Steve Kelsey: Life-cycle analysis - or medieval accounts?
Friday, 28 November 2008
I'll ask you a question. What's the difference between accountancy in 14th-century Italy and 21st-century London? Those of you who thought 'absolutely nothing', well done.
Help yourself to a congratulatory sherry and mince pie, for it's the season for frivolity. Those of you who are now thinking I've finally lost it, or, rather less charitably, that I've started the party season a little early, shame on you and return the pie. The comparison is a good one if you will allow me to stretch an analogy cruelly.
If you were in business in 14th century Italy you had rather a lot on your plate. In Naples alone there were 14 concurrent currencies in operation with their own coins and values, numerically the Roman system was still in use and the means of calculating interest, had the church allowed it, would have been tortuous in the extreme. Instead of interest rates, each lender charged an adjustment – a fee that looked remarkably like an interest rate but was called something different so the lender didn't go to hell.
So how is this comparable to 21st-century accountancy? Well, it all depends what you are comparing it with. If you are talking about money, there is no comparison at all .The idea is very silly.
However, if you look at what businesses have to contend with today in calculating their products' sustainability the Medici family had it easy. Fourteen different life-cycle assessment (LCA) methods would be wonderful. A calculation method as efficient as working out a tithe of XVII times MXVII would be grasped with grateful arms.

Tasks for this exercise |
1. According to the column comparing medieval accounts with life-cycle analysis, how many concurrent currencies were in operation in Naples in the 14th century?
2. Continue the column on life-cycle analysis and medieval accounts from its last sentence.

Supplied data |

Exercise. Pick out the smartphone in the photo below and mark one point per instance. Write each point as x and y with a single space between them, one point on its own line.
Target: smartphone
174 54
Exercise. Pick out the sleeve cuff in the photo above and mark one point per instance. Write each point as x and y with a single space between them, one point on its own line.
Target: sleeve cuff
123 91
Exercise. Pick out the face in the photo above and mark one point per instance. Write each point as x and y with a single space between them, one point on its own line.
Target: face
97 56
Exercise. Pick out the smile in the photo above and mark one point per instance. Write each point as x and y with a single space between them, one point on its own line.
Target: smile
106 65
--
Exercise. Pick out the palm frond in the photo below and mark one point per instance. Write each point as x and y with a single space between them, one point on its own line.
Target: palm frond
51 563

Per-task answers |
1. Fourteen, each with its own coins and values.

2.
Is this just another self-indulgent bout of hyperbole? Well, consider the following: as part of an exercise for a consortium we looked at LCA-based models in the marketplace today. We stopped at 54. Each tool has its own dataset or data source, each has its own calculation methods, lists of criteria, declared scope.
Each tool has variation in method at a detail level which adds another layer of complexity, and, even worse than this, the user is able to change scope and report method to suit the task at hand. Imagine your building society deciding what accountancy method, currency and interest rate and tax regime it felt like using when it calculated your payment each month.
Ultimately, sustainability accounting is just that, accounting, and yet there is no one system of calculation and little compatibility between models. We are entering a period of having to make huge decisions but we can't even calculate where we are.